Rewrite the passage on climate change between "But this is" and "won’t be pretty.", inclusive, replacing "northern latitudes" with "high latitudes".

##### READING PASSAGE

It won’t be pretty as the climate changes

Earlier this week I helped to assess some presentations given by final year Ocean Science degree students. The presentations were the endpoint of a year-long integrating case study module in which small groups of students work together to tackle a realistic consultancy-type project relating to their degree area. Several of this year’s topics related to future changes that are likely to occur in coastal regions as a result of climate change and, in particular, sea level rise (for example, there was one project on the threat to the main south-west railway line at Dawlish and another on the need to protect or re-route the coastal road at Slapton [both locations in Devon, UK]). Anyway, I don’t want to go into details about these projects but there was one thought that struck me very firmly as I reviewed the material in front of me, namely that because significant sea-level rise is going to occur and because there will be significant impacts on infrastructure such as railway lines, roads and housing, developed coastal areas ARE going to change and it’s not going to be pretty.

There was one picture of Dawlish showing the railway line, which runs along a seawall, with nice “safe” houses perched up on the hills behind the low-lying coastal strip. It is inevitable that at some point in the not too distant future the seawall will crumble, the railway line will be lost and the low-lying area will be inundated, but the houses further back an up will be okay. The thought that struck me though was that no-one will come along and landscape the eroding and flooding coastal strip; no-one will tidy up the damage, remove the old buildings, the concrete blocks and the twisted metal etc. So once we start to lose coastal infrastructure of this type (and lose it we will) there will be a region that, for want of a better description, will look like some kind of war-zone and this, in turn, will lead to abandonment of the surrounding safer/higher areas because who will want to live next to a wasteland?

But this is only looking at a local scale… Also this week I read an interesting article in New Scientist Issue 2697 (28 February 2009) on how human civilisation will have to adapt and change to live in a warmer world. While large parts of the globe may become unable to sustain existing populations, other parts (e.g. northern latitudes) may become more suitable for human habitation either as a result of changes in temperature, rainfall, soil condition etc. I’ve been comfortable with the idea that the world will change as climate changes, but it had never struck me before that along with the serious environmental consequences, it won’t be pretty.

The Hot Topic

There seems to be a pattern emerging for my recent entries to this site, namely that they are all related in some way to climate change and what we need to be doing to cope with it. I don’t want this pattern to take hold too strongly, but I guess that given that my work is focussed on oceanography and meteorology and given that our planet is warming and climates are changing, there is some inevitability about this. Anyway, this entry is just to record that I recently finished reading a really excellent book on climate change due to human-induced global warming and to strongly recommend it to anyone interested in this topic (and to be honest, if you’re not interested in this topic then you should be and you soon will be…). The book is called “The Hot Topic” and is written by Gabrielle Walker (coincidentally mentioned in another entry on this site a few days ago) and Sir David King (who until 2007 was Chief Scientific Advisor to the UK Government). The book sets out in simple terms the basic science behind climate change, how we will need to adapt to the changes that will occur, what kinds of technological solutions we might be able to develop to help to reduce our emissions of the so-called Greenhouse Gases and explores the relevant political dimensions and personal and local solutions (what we can all do to help). It’s quite short, is highly readable and is packed with lots of references to key scientific works that have informed our understanding of climate change. You can find more information about the book from the Bloomsbury Publishing website entry.

##########
##### GIVEN DATA

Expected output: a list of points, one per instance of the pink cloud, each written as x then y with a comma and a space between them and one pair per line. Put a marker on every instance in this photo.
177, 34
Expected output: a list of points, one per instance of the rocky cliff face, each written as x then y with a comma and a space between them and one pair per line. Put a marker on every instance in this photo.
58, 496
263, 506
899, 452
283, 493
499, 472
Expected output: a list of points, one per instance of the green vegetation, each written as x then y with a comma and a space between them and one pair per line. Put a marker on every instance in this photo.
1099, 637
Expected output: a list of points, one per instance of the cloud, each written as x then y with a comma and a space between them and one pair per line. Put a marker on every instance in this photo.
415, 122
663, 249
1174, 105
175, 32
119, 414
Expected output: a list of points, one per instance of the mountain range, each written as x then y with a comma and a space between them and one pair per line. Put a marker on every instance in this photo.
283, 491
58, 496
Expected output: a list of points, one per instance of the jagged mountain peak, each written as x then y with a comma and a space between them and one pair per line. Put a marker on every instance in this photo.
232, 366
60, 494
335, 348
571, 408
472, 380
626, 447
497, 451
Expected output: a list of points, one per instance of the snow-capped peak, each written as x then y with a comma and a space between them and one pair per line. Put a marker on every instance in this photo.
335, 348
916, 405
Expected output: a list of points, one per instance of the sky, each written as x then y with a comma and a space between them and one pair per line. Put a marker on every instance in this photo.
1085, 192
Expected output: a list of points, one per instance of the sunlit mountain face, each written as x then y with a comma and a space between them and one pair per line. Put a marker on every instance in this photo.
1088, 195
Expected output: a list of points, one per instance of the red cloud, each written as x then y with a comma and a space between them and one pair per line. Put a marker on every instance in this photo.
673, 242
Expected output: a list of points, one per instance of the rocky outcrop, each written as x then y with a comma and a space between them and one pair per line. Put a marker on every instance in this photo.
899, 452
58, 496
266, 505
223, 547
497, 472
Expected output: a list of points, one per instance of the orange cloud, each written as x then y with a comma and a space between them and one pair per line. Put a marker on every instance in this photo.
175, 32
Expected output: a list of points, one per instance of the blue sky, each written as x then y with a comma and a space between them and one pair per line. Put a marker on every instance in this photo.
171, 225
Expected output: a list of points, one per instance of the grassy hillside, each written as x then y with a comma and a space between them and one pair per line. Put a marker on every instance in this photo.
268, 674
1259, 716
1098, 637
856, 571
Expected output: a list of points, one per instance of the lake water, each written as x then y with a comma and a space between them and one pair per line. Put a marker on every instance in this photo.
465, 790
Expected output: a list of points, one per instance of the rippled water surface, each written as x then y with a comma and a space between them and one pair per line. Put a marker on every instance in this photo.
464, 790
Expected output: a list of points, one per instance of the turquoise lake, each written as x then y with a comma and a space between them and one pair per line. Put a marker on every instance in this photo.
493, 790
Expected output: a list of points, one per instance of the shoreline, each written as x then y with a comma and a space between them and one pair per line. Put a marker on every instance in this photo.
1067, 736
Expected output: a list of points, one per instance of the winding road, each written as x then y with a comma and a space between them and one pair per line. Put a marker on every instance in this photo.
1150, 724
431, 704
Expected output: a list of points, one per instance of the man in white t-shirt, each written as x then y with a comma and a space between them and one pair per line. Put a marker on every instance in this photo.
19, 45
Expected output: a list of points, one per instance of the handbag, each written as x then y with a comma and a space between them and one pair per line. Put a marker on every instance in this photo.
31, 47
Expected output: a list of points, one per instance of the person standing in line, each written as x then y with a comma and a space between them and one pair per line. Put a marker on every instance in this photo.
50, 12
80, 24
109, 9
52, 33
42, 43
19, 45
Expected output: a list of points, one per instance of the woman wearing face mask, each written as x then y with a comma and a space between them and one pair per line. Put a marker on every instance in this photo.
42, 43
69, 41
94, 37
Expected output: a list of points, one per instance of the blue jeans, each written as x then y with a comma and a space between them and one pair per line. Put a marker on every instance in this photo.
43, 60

##########

COMPLETE ANSWER:
But this is only looking at a local scale… Also this week I read an interesting article in New Scientist Issue 2697 (28 February 2009) on how human civilisation will have to adapt and change to live in a warmer world. While large parts of the globe may become unable to sustain existing populations, other parts (e.g. high latitudes) may become more suitable for human habitation either as a result of changes in temperature, rainfall, soil condition etc. I’ve been comfortable with the idea that the world will change as climate changes, but it had never struck me before that along with the serious environmental consequences, it won’t be pretty.